# WHAT NEEDS TO BE DONE:
Omit every picture, then return each line of the data below exactly.

# THE DATA:
————

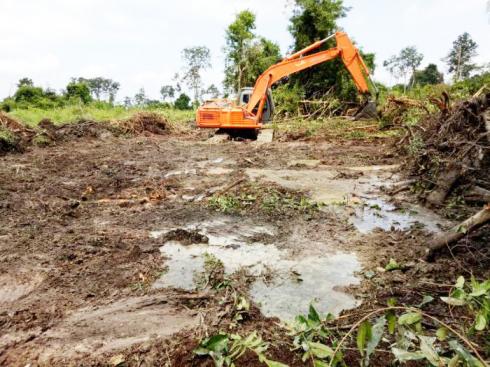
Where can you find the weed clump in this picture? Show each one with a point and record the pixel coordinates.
(254, 197)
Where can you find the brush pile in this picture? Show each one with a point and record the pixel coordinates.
(449, 151)
(13, 134)
(144, 122)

————

# RESULT OF THE TASK:
Where can you find the weed clump in this picture? Show each one with a point and record the pixel coordinates.
(254, 197)
Where can you find the brush pile in this picture? Show each one with a point and record the pixel coordinates.
(449, 151)
(13, 134)
(144, 122)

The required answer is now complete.